## WHAT YOU ARE ASKED TO DO
Below is a block of records; reproduce all of them exactly and leave out any pictures.

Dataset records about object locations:
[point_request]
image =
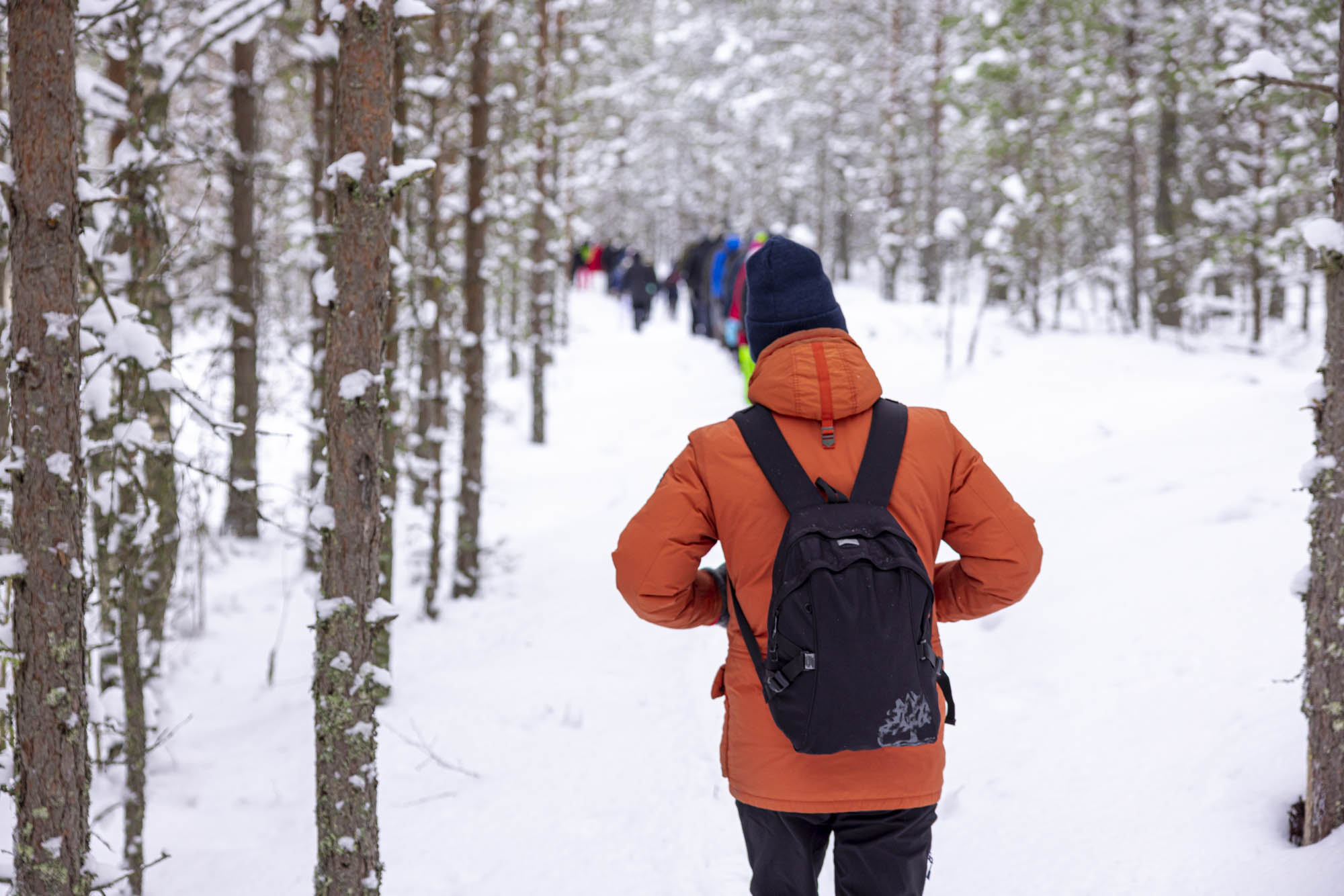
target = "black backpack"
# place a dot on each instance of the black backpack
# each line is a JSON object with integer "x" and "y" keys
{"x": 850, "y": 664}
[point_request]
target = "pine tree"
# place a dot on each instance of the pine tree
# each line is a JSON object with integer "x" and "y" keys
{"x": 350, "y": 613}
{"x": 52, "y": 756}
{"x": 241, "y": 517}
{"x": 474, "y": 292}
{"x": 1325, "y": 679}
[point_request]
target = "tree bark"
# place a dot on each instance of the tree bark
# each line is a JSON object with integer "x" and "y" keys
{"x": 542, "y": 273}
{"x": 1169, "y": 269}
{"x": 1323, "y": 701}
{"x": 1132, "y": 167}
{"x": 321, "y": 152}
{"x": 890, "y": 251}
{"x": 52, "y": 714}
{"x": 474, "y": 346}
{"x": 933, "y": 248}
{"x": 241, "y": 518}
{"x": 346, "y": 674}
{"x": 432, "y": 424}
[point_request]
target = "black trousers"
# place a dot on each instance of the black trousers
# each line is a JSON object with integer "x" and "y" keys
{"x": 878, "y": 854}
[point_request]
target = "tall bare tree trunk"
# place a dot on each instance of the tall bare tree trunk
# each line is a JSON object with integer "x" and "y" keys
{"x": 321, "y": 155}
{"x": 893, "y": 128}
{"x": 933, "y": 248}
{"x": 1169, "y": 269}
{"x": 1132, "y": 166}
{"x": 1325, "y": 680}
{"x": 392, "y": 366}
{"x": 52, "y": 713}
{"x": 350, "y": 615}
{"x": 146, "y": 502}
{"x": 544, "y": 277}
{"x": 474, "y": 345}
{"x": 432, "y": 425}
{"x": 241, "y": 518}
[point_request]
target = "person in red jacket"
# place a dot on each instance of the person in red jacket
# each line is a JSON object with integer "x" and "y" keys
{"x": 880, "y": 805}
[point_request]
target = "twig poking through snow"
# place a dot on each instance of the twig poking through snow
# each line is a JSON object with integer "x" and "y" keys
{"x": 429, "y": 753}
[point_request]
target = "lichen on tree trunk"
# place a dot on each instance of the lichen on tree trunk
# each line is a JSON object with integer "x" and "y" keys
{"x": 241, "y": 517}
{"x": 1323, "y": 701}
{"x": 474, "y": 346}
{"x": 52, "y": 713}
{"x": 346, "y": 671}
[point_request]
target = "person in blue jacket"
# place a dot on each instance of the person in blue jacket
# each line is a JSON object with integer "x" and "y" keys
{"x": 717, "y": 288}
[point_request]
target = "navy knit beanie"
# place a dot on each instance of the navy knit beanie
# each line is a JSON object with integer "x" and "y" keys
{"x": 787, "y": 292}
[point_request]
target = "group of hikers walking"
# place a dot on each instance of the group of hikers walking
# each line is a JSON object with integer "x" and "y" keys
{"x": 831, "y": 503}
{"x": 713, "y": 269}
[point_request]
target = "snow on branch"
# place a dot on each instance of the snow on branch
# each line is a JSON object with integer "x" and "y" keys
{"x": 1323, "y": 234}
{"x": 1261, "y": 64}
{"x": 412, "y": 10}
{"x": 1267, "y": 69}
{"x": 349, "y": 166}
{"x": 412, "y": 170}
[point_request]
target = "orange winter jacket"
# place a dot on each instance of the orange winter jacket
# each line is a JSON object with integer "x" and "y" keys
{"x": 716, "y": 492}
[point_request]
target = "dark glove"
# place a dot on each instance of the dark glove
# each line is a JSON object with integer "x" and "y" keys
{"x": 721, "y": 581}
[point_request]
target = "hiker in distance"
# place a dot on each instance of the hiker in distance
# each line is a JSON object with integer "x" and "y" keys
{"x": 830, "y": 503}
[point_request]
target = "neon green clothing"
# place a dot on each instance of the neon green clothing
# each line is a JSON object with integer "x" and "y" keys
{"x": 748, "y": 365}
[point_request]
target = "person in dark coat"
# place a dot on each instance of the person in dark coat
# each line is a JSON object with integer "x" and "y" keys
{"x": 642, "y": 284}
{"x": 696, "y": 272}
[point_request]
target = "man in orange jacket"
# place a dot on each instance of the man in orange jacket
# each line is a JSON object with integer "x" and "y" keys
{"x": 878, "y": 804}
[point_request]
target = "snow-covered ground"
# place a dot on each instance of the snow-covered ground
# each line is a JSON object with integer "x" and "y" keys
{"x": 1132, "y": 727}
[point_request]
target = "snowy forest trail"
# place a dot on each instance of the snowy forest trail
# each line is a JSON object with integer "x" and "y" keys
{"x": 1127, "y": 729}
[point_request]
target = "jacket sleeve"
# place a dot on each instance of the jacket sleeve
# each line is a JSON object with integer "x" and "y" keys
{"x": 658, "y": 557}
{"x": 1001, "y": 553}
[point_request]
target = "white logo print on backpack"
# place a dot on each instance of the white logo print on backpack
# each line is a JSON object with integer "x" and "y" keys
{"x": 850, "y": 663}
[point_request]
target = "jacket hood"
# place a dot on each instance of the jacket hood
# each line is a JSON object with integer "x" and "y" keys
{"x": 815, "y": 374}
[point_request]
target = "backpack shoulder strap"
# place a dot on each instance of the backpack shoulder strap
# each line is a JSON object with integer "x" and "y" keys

## FINISHED EXERCISE
[point_request]
image =
target = "black backpack"
# place a dot on each instance of the black backpack
# each line is a JSON object with integer "x" and "y" keys
{"x": 850, "y": 664}
[point_request]
target = "pine tree"
# place a dot on each instance of the pine tree
# each line is a JSON object with integer "x" and "y" keys
{"x": 350, "y": 613}
{"x": 52, "y": 756}
{"x": 241, "y": 517}
{"x": 474, "y": 292}
{"x": 1325, "y": 679}
[point_request]
target = "tree bark"
# place a dot on each instance of the tree bark
# each line is a JSON object with integer "x" and "y" keys
{"x": 542, "y": 273}
{"x": 1169, "y": 269}
{"x": 1323, "y": 701}
{"x": 1132, "y": 167}
{"x": 321, "y": 152}
{"x": 890, "y": 251}
{"x": 52, "y": 714}
{"x": 474, "y": 346}
{"x": 933, "y": 248}
{"x": 241, "y": 518}
{"x": 346, "y": 674}
{"x": 432, "y": 424}
[point_request]
target = "black trousers"
# place a dot on each instance of the black trousers
# each line is a JSON object with integer "x" and "y" keys
{"x": 878, "y": 854}
[point_request]
target = "tall bare tree trunk"
# place a dot on each instance of the tall bare tree trunk
# each line is a JSON object with integer "x" and "y" keys
{"x": 321, "y": 155}
{"x": 893, "y": 128}
{"x": 933, "y": 248}
{"x": 1169, "y": 269}
{"x": 1132, "y": 166}
{"x": 1325, "y": 680}
{"x": 392, "y": 366}
{"x": 52, "y": 713}
{"x": 350, "y": 615}
{"x": 146, "y": 502}
{"x": 544, "y": 277}
{"x": 474, "y": 345}
{"x": 432, "y": 425}
{"x": 241, "y": 518}
[point_request]
target = "person in red jacket"
# place a dot on each instance of the person in red jacket
# each line is a JSON object with integer "x" and "y" keys
{"x": 880, "y": 805}
[point_request]
target = "twig poking through snow"
# place a dot on each instance of the twig poking through snow
# each line is a JSON object with integer "x" and "y" keys
{"x": 429, "y": 753}
[point_request]
target = "lichen on tree trunk"
# place a dot on each instance of the lichen on tree trunk
# each line is a JSON object with integer "x" and "y" keys
{"x": 241, "y": 517}
{"x": 1323, "y": 701}
{"x": 474, "y": 346}
{"x": 52, "y": 713}
{"x": 346, "y": 671}
[point_request]
target = "person in blue jacket"
# place a dot on each instance of the person in blue jacket
# each line is a JSON object with integer "x" and "y" keys
{"x": 717, "y": 288}
[point_request]
target = "navy knit beanie"
# place a dot on each instance of the navy knit beanie
# each line is a JSON object with integer "x" and "y" keys
{"x": 787, "y": 292}
[point_request]
target = "group of hikers walking"
# place a dot on each instance of the group of hikers walking
# each line is a JSON object with integer "x" and "y" keys
{"x": 831, "y": 503}
{"x": 713, "y": 269}
[point_request]
target = "snow on branch"
# place a dot on each instance of the snow on branch
# each line is a JSON object with integer "x" and "y" keys
{"x": 1323, "y": 234}
{"x": 1261, "y": 64}
{"x": 412, "y": 10}
{"x": 1267, "y": 69}
{"x": 349, "y": 166}
{"x": 412, "y": 170}
[point_request]
target = "orange winter jacket"
# place a dot on each instance of the orange winter jacket
# each line is a JSON object with integer "x" and "y" keys
{"x": 716, "y": 492}
[point_request]
target = "dark glove"
# place a dot on each instance of the dark glove
# each line is a JSON object with integer "x" and "y" keys
{"x": 721, "y": 581}
[point_request]
target = "hiker in distance"
# place a dot on each instance of the hiker in distance
# each line is a JSON object with integer "x" and "y" keys
{"x": 830, "y": 503}
[point_request]
target = "neon green clothing"
# place a dot on each instance of the neon green clothing
# each line is a JSON object with integer "x" and "y" keys
{"x": 748, "y": 365}
[point_request]
target = "person in dark coat"
# place a dot on each instance of the person in dark coat
# each line is a JSON object with integer "x" and "y" keys
{"x": 642, "y": 284}
{"x": 696, "y": 272}
[point_request]
target = "man in orange jacket"
# place a dot on each instance of the man in orange jacket
# each line is a JSON object with integer "x" and "y" keys
{"x": 878, "y": 804}
[point_request]
target = "snow-covered ground"
# place a dot on each instance of the snow-covered ground
# each line is a JSON object with integer "x" and "y" keys
{"x": 1132, "y": 727}
[point_request]
target = "snowy forest trail"
# place a dot on each instance of the snowy forest trail
# each line is a JSON object with integer "x" and "y" keys
{"x": 1127, "y": 729}
[point_request]
target = "jacket sleeve"
# place a dot on each instance of the jacket sleeve
# each line is a JSON object with integer "x" and "y" keys
{"x": 658, "y": 557}
{"x": 1001, "y": 553}
[point_request]
target = "white logo print on backpack"
# place a dot on each instance of the white logo print on backpack
# each line is a JSON object with integer "x" and "y" keys
{"x": 850, "y": 663}
[point_request]
target = "jacket hood"
# place a dot on each instance of the jacket hood
# each line is a JSON object with integer "x" and "y" keys
{"x": 815, "y": 374}
[point_request]
target = "backpack shoulder strap"
# place a dot on each instance of the backpack shoulder strap
# each line is a JSON object with integer "x" and "y" keys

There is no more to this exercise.